Exercise materials:
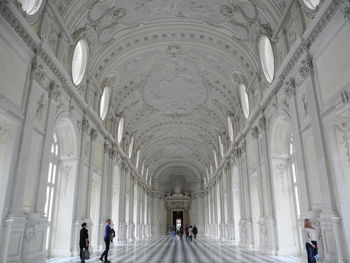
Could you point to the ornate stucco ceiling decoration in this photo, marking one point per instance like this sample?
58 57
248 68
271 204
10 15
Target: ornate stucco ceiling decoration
176 66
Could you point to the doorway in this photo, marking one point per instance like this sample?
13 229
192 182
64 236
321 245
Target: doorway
178 219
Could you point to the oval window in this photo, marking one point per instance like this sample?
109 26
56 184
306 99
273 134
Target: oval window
104 103
244 100
312 4
266 58
31 6
230 128
79 61
120 130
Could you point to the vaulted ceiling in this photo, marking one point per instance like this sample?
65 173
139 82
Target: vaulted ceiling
174 67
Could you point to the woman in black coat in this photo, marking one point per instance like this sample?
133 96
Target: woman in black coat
83 241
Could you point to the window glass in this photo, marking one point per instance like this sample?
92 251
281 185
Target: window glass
221 147
31 6
312 4
79 61
120 129
104 103
266 58
137 159
51 183
244 100
215 159
131 146
230 128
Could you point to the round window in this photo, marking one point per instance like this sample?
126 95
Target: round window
312 4
266 58
120 129
31 6
230 128
79 61
244 100
104 103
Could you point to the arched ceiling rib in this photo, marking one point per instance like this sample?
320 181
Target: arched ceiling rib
174 64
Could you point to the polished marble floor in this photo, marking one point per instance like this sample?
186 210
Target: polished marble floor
169 250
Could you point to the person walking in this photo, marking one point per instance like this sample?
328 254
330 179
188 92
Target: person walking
310 236
190 232
83 241
181 232
186 232
107 239
173 232
195 231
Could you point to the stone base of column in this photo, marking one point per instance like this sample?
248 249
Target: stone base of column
131 232
12 236
267 234
35 238
332 236
246 233
229 230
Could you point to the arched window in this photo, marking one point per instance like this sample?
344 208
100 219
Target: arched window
221 147
137 159
230 128
244 100
31 6
267 58
215 159
79 61
131 146
51 183
294 175
120 129
312 4
104 103
143 167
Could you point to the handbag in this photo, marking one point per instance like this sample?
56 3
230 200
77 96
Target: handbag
86 254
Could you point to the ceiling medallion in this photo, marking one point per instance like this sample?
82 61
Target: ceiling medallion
174 86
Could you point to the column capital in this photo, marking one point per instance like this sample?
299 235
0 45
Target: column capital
93 134
255 132
306 68
54 91
290 89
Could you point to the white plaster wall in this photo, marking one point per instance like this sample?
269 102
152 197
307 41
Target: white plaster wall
13 73
33 171
332 64
312 171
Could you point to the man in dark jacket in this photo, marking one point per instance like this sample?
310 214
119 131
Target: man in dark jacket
107 239
83 241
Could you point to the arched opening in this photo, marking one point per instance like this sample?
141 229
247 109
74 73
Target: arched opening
116 193
96 186
236 201
8 141
60 189
285 187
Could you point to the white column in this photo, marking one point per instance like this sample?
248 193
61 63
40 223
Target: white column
121 234
131 225
230 210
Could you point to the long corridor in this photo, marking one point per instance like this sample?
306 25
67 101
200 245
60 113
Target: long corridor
167 249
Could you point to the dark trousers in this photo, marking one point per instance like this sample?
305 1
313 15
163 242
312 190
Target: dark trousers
311 252
105 253
82 248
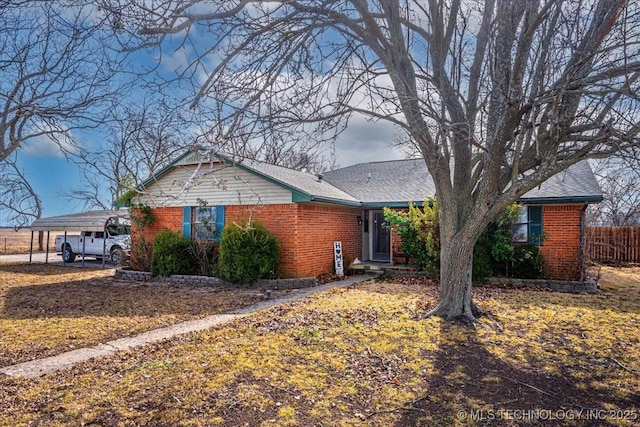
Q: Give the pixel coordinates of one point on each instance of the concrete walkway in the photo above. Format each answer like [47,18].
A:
[47,365]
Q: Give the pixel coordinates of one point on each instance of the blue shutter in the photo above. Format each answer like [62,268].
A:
[186,221]
[535,225]
[219,222]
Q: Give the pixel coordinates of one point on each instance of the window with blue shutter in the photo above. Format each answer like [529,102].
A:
[186,221]
[207,222]
[535,225]
[528,226]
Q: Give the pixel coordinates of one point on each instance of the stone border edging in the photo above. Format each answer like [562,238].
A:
[276,284]
[39,367]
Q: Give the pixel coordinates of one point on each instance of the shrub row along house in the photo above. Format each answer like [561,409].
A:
[307,213]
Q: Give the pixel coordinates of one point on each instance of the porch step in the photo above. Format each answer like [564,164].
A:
[367,268]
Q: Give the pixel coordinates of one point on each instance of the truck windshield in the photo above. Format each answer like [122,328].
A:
[118,229]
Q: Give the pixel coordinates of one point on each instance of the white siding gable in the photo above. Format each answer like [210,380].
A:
[217,184]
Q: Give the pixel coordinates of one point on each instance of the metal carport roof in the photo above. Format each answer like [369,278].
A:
[83,221]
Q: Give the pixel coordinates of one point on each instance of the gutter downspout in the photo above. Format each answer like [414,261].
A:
[583,246]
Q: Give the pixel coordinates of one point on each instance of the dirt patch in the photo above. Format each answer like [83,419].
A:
[365,356]
[46,309]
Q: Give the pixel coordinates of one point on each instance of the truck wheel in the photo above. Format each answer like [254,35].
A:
[117,256]
[67,254]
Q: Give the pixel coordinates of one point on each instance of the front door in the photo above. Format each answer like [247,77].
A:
[381,238]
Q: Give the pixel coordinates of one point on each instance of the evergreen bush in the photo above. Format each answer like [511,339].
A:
[248,252]
[172,254]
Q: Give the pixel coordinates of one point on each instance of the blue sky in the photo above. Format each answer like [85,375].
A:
[51,174]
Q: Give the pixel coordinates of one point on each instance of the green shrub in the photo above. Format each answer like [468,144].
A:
[205,255]
[248,252]
[172,254]
[482,261]
[527,262]
[141,253]
[420,233]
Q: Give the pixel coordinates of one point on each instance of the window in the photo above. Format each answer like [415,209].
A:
[528,226]
[203,222]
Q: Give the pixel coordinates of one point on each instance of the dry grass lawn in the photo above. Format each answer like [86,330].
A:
[48,309]
[364,357]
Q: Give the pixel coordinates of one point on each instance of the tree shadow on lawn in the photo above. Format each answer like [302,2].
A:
[467,377]
[105,296]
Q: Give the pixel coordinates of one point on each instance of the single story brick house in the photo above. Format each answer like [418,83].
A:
[307,213]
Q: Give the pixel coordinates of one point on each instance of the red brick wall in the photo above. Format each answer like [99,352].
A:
[561,247]
[281,221]
[170,218]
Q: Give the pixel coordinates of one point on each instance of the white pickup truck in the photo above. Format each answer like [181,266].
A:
[115,246]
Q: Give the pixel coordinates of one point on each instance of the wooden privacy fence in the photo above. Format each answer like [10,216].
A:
[613,244]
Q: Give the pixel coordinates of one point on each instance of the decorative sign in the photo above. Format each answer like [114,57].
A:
[337,255]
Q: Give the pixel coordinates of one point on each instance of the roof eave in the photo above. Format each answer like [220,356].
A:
[351,203]
[568,199]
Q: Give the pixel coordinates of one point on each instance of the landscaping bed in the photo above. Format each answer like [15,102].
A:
[48,309]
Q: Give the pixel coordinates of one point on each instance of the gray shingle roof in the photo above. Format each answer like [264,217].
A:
[401,181]
[391,181]
[82,221]
[409,180]
[303,181]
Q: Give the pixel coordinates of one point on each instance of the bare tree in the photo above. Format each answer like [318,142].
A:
[619,178]
[18,199]
[141,139]
[55,70]
[498,95]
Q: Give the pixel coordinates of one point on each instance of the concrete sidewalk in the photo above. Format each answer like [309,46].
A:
[47,365]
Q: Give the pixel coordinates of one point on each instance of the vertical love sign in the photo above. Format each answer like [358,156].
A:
[337,255]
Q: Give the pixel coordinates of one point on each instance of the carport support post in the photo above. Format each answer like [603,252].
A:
[31,248]
[104,246]
[84,241]
[65,243]
[46,256]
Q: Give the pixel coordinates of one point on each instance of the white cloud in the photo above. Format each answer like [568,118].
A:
[365,141]
[55,144]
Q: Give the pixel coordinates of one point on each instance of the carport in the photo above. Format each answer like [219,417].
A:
[75,223]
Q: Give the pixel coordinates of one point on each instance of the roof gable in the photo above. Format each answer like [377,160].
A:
[397,181]
[387,183]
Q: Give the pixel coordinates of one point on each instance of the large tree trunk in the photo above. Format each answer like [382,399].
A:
[456,262]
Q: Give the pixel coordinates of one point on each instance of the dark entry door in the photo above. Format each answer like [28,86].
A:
[381,238]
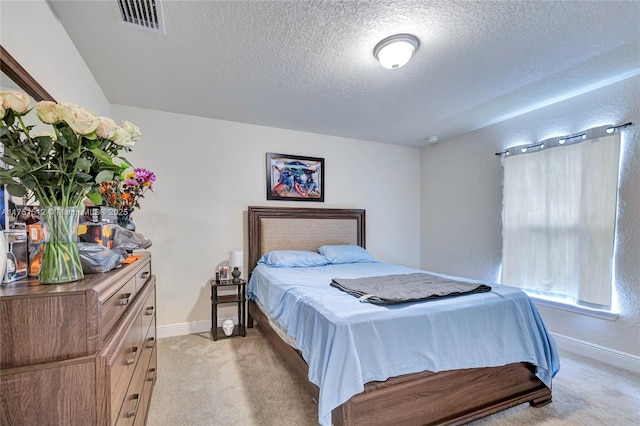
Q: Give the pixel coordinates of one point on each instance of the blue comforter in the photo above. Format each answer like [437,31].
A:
[347,343]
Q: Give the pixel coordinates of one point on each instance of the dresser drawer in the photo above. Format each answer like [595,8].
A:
[143,275]
[149,344]
[134,405]
[149,382]
[116,305]
[149,309]
[124,365]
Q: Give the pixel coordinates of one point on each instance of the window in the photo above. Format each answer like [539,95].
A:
[559,207]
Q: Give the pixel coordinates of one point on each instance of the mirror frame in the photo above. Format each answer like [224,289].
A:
[10,66]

Directions:
Within the entries above, how many lines contain "blue"? Respond with the number only.

Expected answer:
4